Convert all the data below into a numbered list, one item per line, leaving out any blank lines.
▼
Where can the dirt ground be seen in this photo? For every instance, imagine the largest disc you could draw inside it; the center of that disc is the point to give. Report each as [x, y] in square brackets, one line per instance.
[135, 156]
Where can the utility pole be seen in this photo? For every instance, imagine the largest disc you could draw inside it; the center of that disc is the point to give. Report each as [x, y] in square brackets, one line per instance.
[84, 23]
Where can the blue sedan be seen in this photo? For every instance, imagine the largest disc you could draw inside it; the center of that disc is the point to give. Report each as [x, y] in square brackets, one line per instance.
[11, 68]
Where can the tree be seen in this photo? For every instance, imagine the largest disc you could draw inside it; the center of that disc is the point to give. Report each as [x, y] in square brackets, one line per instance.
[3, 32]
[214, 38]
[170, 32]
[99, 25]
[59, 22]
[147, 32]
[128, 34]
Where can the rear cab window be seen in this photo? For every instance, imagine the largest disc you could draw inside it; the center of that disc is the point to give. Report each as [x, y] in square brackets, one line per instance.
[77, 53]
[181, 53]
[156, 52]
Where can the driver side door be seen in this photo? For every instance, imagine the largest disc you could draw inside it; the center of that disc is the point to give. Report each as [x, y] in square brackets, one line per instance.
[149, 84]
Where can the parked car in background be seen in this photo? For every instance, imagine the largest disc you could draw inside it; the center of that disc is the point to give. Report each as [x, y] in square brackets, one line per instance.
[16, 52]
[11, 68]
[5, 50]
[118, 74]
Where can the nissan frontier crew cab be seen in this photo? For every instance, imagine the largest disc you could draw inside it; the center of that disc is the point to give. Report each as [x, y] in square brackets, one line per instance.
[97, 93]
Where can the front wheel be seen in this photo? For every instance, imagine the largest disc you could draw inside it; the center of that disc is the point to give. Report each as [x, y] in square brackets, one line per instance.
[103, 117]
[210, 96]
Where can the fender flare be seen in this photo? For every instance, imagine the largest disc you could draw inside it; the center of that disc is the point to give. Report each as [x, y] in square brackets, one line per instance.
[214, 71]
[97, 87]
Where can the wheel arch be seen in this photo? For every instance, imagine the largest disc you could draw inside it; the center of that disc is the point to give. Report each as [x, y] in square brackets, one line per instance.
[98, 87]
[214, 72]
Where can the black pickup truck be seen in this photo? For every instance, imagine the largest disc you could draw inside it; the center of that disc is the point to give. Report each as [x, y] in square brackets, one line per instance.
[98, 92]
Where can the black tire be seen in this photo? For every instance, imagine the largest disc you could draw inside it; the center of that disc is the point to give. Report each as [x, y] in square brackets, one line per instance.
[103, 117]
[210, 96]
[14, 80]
▲
> **RESULT FOR THIS TASK**:
1. Where can the dirt ground be seen in this photo? For every instance, imagine the largest disc you could draw inside it; the center of that disc is the point to give. Report each as [x, y] in square brackets, one line per instance.
2. [135, 156]
3. Where can the utility pole be seen in this photo? For every instance, imagine the largest disc you could draw inside it; the center of that disc is the point to give. Report each as [x, y] in square brackets, one line per instance.
4. [84, 23]
5. Where can the blue sedan be seen in this photo? For every instance, imagine the largest disc you could draw inside it; the center of that disc is the point to give. Report each as [x, y] in square brackets, one line per instance.
6. [11, 68]
7. Where can the tree be seen in this photo? For every instance, imagine the largest disc you could draw inside it; the center of that disc is the point to give. Report each as [x, y] in square brackets, one line per instance.
8. [3, 32]
9. [214, 38]
10. [170, 32]
11. [99, 25]
12. [59, 22]
13. [147, 32]
14. [128, 34]
15. Where can the rear cab window be seen in this photo? For every instance, imagine the largest disc you could draw inside it; the center of that disc is the point to give. Report each as [x, y] in square brackets, one line per instance.
16. [77, 53]
17. [181, 53]
18. [156, 52]
19. Where can the driver side door be seen in this photo? For every instance, imagine the largest disc you could draw inside it; the center of that disc is the point to give. Report each as [x, y] in square brackets, one line per instance.
20. [149, 84]
21. Where can the parked car in background be seen in this photo? For every instance, imagine the largest disc you could draw inside it; the center of that disc is the point to give. Report each as [x, y] in square brackets, one line per instance.
22. [16, 52]
23. [11, 68]
24. [5, 50]
25. [118, 74]
26. Where can the nissan frontier crew cab be seen in this photo? For every instance, imagine the largest disc you could draw inside it; the center of that disc is the point to give. Report each as [x, y] in square brackets, one line per instance.
27. [97, 93]
28. Where can the front wheel be seen in this photo? For every instance, imagine the largest disc you could draw inside it; the center of that disc is the point to give. Report each as [x, y] in square brackets, one line per instance.
29. [103, 117]
30. [210, 96]
31. Where can the fender flare be seen in this photo? For every instance, imagine the largest disc you could draw inside it; the center of that disc is the point to give. Report each as [x, y] in square brackets, one line per instance.
32. [214, 71]
33. [97, 87]
34. Where can the wheel arch be seen in this photo? For every instance, imagine the largest disc you could draw inside it; the center of that disc is the point to give. Report each as [x, y] in square brackets, one line per instance.
35. [98, 87]
36. [214, 72]
37. Where can the black pickup truck be seen in this photo? For every instance, imagine the largest disc you could draw inside it; the center of that disc is the point to give. Report each as [x, y] in square brackets, one line per instance.
38. [98, 92]
39. Where can the black tire be seen in this photo? For every instance, imagine the largest disc you could draw inside it; the center of that disc is the point to give. Report each as [x, y] in square brackets, one line per instance.
40. [103, 117]
41. [210, 96]
42. [14, 80]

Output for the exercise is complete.